→ Teks Bacaan
**********

SILVOFISHERY,..
BUDIDAYA BERDASARKAN PRINSIP
KESEIMBANGAN
(sebuah
studi kasus,
sebagai
model bagi daerah pengembangan budidaya)
Prinsip
keseimbangan (Principle of harmony)
menjadi dasar bagi terwujudnnya budidaya berkelanjutan (sustainable aquaculture). Kesimbangan yang dimaksud adalah bahwa
pengelolaan perikanan budidaya harus mampu menjamin berjalannya siklus dan
interaksi yang saling menguntungkan dalam
sebuah ekosistem.
Silvofishery sejalan dengan prinsip blue economy
Kementerian
Kelautan dan Perikanan saat ini tengah serius mewujudkan prinsip Blue Economy dalam pengelolaan
suumberdaya kelautan dan perikanan. Prinsip utama dari blue economy tersebut diantaranya adalah : 1) kepedulian terhadap
lingkungan (pro-enviroment) karena
memastikan bahwa pengelolaannya bersifat zero
waste; 2) menjamin keberlanjutan (sustainable);
3) menjamin adanya social
inclusiveness; 4) terciptanya pengembangan inovasi
bisnis yang beragam ( multiple cash flow).
Silvofishery sebagai
sebuah konsep usaha terpadu antara hutan mangrove dan perikanan budidaya yaitu
budidaya di tambak menjadi alternatif usaha yang prospektif dan sejalan dengan
prinsip blue economy. Pendekatan
terpadu terhadap konservasi dan pemanfaatan sumberdaya hutan mangrove
memberikan kesempatan untuk mempertahankan kondisi kawasan hutan tetap baik,
disamping itu budidaya perairan payau dapat menghasilkan keuntungan ekonomi.
Hal yang paling penting adalah bahwa konsep ini menawarkan alternatif teknologi
yang aplikatif berdasarkan prinsip keberlanjutan
(sustainable)
Pengelolaan terpadu mangrove-tambak
diwujudkan dalam bentuk sistem budidaya perikanan yang memasukkan pohon
mangrove sebagai bagian dari sistem budidaya yang dikenal dengan sebutan
wanamina (silvofishery). Silvofishery
pada dasarnya ialah perlindungan terhadap kawasan mangrove dengan cara membuat
tambak yang berbentuk saluran yang keduanya mampu bersimbiosis sehingga
diperoleh kuntungan ekologis dan ekonomis karena mempertimbangkan kepedulian terhadap ekologi (ecologycal awareness)

**********

→ Data yang Tersedia
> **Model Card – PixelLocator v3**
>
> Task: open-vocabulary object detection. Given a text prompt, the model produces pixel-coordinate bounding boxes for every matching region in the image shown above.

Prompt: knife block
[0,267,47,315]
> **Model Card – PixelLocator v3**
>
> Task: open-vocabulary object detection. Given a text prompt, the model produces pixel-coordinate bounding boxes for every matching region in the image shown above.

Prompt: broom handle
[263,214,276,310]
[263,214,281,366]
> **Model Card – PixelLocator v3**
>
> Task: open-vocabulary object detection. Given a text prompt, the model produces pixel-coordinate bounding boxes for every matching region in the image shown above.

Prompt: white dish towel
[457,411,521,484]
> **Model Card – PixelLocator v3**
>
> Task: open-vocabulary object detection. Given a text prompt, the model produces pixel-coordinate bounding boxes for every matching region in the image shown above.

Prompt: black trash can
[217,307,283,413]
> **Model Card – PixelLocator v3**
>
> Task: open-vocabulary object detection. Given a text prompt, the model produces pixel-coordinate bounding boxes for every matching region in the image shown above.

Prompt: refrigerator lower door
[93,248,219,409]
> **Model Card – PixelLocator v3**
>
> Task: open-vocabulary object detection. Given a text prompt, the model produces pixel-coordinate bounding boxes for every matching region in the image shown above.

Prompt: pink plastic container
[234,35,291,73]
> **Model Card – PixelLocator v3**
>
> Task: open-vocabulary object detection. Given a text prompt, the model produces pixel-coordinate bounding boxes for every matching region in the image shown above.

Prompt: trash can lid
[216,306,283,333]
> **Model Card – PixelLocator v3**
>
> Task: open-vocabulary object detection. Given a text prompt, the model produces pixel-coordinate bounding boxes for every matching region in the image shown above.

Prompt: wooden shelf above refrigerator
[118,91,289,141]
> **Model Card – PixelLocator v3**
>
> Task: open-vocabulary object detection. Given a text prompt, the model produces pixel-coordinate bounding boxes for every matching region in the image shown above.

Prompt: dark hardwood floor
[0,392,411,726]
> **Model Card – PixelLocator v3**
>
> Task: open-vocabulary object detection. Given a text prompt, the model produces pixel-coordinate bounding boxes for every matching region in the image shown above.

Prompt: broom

**********

→ Yang Diminta
A – Kumpulkan semua baris dari catatan di atas yang memuat kata "trash".
B – Tuliskan lanjutan teks tentang silvofishery di atas, dimulai setelah kalimat terakhir yang ditampilkan.

→ Jawaban Tiap Tugas
A –
Prompt: black trash can
Prompt: trash can lid

B –
Fungsi mangrove sebagai nursery ground sering dimanfaatkan untuk
kepentingan pengembangan perikanan. Keuntungan ganda telah diperoleh dari
simbiosis ini, selain memperoleh hasil perikanan yang lumayan, biaya
pemeliharaannya pun murah, karena tanpa harus memberikan makanan setiap hari.
Hal ini disebabkan karena produksi fitoplankton sebagai energi utama perairan
telah mampu memenuhi kebutuhan untuk usaha budidaya tambak, berarti disini
terwujud efesiensi.
Pengelolaan
budidaya ikan/udang di tambak melalui konsep silvofishery, disamping sangat efisien juga mampu menghasilkan produktivitas
yang cukup baik dengan hasil produk yang terjamin keamanannya karena merupakan
produk organik (non-cemical). Bukan
hanya itu konsep ini juga mampu mengintegrasikan potensi yang ada sehingga
menghasilkan multiple cash flow atau bisnis turunan antara lain adalah
bisnis wisata alam (eco-taurism business)
yang sangat prospektif, pengembangan UMKM pengolahan produk makanan dari buah
mangrove, disamping bisnis turunan lainnya.
Secara umum terdapat tiga model tambak
silvofishery, yaitu; model empang parit,
komplangan, dan jalur. Selain itu terdapat pula tambak sistem tanggul yang
berkembang di masyarakat. Pada tambak silvofishery
model empang parit, lahan untuk hutan mangrove dan empang masih menjadi satu
hamparan yang diatur oleh satu pintu air.
Pada tambak silvofishery model komplangan, lahan untuk hutan mangrove dan
empang terpisah dalam dua hamparan yang diatur oleh saluran air dengan dua
pintu yang terpisah untuk hutan mangrove dan empang (Bengen, 2003). Tambak silvofishery model jalur merupakan hasil
modifikasi dari tambak silvofishery
model empang parit. Pada tambak model ini terjadi penambahan saluran-saluran di
bagian tengah yang berfungsi sebagai empang. Sedangkan tambak model tanggul,
hutan mangrove hanya terdapat di sekeliling tanggul. Tambak jenis ini yang
berkembang di Kelurahan Gresik dan Kariangau Kodya Balikpapan. Berdasarkan 3
pola silvofishery dan pola yang
berkembang di masyarakat, direkomendasikan pola silvofishery kombinasi empat parit dan tanggul. Pemilihan pola ini
didasarkan atas pertimbangan:
1.
Penanaman mangrove di tanggul
bertujuan untuk memperkuat tanggul dari longsor, sehingga biaya perbaikan
tanggul dapat ditekan dan untuk produksi serasah.
2.
Penanaman mangrove di tengah bertujuan
untuk menjaga keseimbangan perubahan kualitas air dan meningkatkan kesuburan di
areal pertambakan 1).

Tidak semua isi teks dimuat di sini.